• [Task directions]: Please transcribe every one of the records below word for word, keeping each line as it appears.

• [Data for this task]:
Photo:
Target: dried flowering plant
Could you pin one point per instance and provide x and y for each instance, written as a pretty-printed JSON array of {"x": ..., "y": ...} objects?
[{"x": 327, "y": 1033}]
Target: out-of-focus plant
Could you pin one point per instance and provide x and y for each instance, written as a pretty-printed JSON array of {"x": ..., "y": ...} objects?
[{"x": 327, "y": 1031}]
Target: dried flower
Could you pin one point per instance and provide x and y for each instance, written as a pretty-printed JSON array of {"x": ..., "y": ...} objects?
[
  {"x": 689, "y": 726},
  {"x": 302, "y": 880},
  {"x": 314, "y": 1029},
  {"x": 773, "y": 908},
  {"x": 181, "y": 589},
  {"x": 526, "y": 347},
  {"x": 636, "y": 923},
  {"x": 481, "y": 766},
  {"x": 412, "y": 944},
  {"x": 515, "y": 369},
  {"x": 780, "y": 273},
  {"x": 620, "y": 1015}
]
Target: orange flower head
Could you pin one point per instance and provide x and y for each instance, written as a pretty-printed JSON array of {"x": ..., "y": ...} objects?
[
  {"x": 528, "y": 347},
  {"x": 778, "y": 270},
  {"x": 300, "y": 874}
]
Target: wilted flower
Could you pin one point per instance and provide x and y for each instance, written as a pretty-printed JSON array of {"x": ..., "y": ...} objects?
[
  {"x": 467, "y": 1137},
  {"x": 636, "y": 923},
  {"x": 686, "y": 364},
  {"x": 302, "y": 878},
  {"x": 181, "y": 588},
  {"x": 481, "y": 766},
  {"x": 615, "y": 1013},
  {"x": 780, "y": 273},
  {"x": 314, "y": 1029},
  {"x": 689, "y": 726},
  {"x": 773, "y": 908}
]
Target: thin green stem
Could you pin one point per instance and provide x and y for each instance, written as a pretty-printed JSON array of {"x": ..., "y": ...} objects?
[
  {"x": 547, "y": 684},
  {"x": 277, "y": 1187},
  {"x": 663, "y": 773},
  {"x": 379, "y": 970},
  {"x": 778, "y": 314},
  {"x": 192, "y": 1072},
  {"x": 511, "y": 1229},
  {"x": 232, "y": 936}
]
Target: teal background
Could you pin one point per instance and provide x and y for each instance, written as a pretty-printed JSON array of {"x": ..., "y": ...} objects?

• [Exercise result]:
Photo:
Target: dried flowering plant
Could you pin one point per instance and provide x and y for each instance, written as a pretty-printed JSON array of {"x": ..., "y": ...} objects?
[{"x": 327, "y": 1033}]
Target: out-of-focus plant
Could you pin one point per instance and provide x and y for each instance, written as a pretty-printed JSON array of {"x": ..., "y": ...} objects?
[{"x": 327, "y": 1031}]
Target: dried flower
Could you pin one point per instance and provide x and y for each instance, written as a pretty-printed JSON array of {"x": ..., "y": ...} objects?
[
  {"x": 689, "y": 726},
  {"x": 302, "y": 880},
  {"x": 314, "y": 1029},
  {"x": 773, "y": 908},
  {"x": 181, "y": 589},
  {"x": 526, "y": 347},
  {"x": 636, "y": 923},
  {"x": 481, "y": 766},
  {"x": 412, "y": 944},
  {"x": 515, "y": 369},
  {"x": 780, "y": 273},
  {"x": 620, "y": 1015}
]
Target: orange flower head
Could you pin one point per instance and provide x and y for each instance, written as a pretty-printed JSON array of {"x": ..., "y": ...} objects?
[
  {"x": 528, "y": 347},
  {"x": 778, "y": 270},
  {"x": 300, "y": 874}
]
Target: wilted flower
Could you pin one point per instance and provide x and y for each instance, written as a pretty-printed JSON array of {"x": ..., "y": ...} objects?
[
  {"x": 467, "y": 1137},
  {"x": 636, "y": 923},
  {"x": 686, "y": 364},
  {"x": 302, "y": 878},
  {"x": 181, "y": 588},
  {"x": 481, "y": 766},
  {"x": 615, "y": 1013},
  {"x": 780, "y": 273},
  {"x": 314, "y": 1029},
  {"x": 689, "y": 726},
  {"x": 773, "y": 908}
]
Target: thin green stem
Could you pin one point per instance and provide x and y for each instance, written as a pretty-printed JSON array of {"x": ..., "y": ...} objects?
[
  {"x": 547, "y": 684},
  {"x": 277, "y": 1187},
  {"x": 663, "y": 773},
  {"x": 379, "y": 970},
  {"x": 778, "y": 314},
  {"x": 192, "y": 1072},
  {"x": 511, "y": 1229},
  {"x": 232, "y": 936}
]
Target: teal background
Could you pin one point per instance and provide x and y for each instance, written as a pretty-printed JSON array of {"x": ..., "y": ...} objects?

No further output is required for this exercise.